● **PROVIDED ENTRIES**
------------

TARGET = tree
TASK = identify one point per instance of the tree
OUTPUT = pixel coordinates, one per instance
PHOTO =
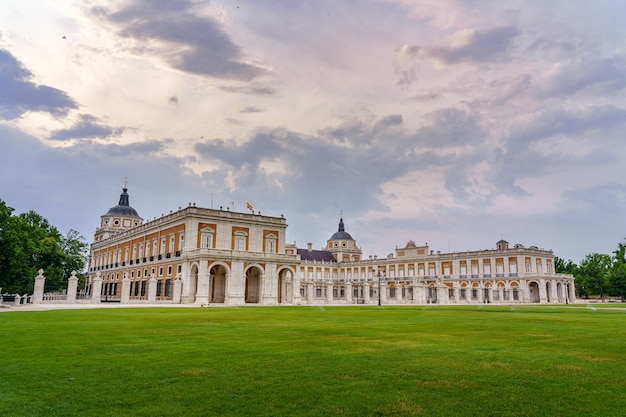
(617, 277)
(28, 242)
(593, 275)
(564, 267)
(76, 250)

------------

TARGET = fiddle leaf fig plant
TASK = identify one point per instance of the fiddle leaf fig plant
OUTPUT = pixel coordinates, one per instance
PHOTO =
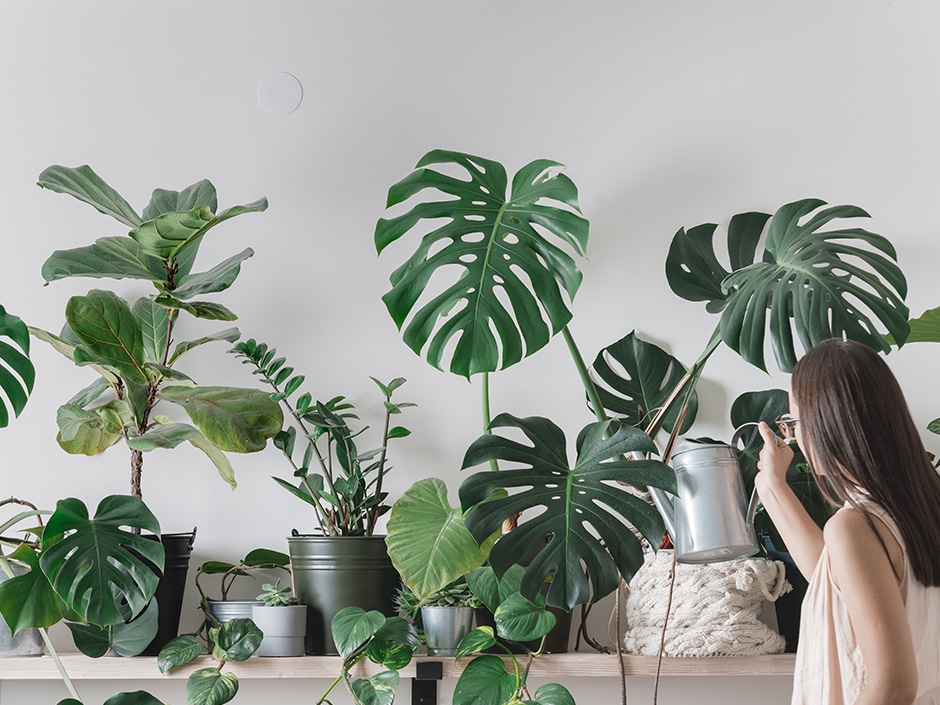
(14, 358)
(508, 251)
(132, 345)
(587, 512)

------------

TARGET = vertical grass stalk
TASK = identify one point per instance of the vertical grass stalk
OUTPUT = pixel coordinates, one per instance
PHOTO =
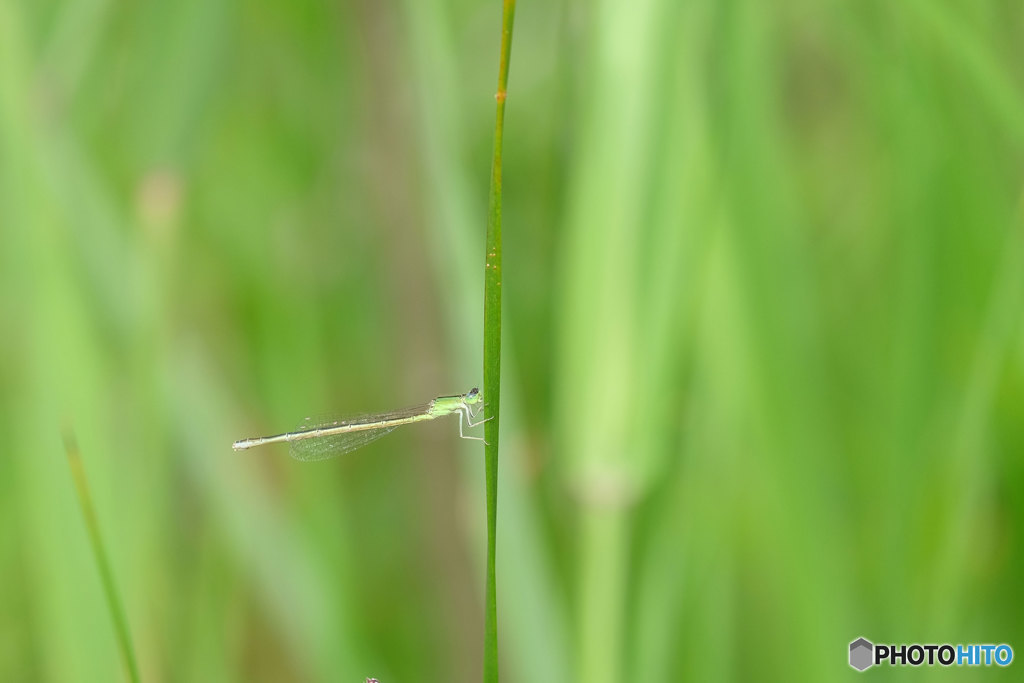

------------

● **GOAL**
Find each line in the records above that contains the string "grass" and copy it out. Case counts.

● **RESULT OF THIS TASK**
TARGET = vertical grass stalk
TASK = identify one point per instance of the vertical grass stalk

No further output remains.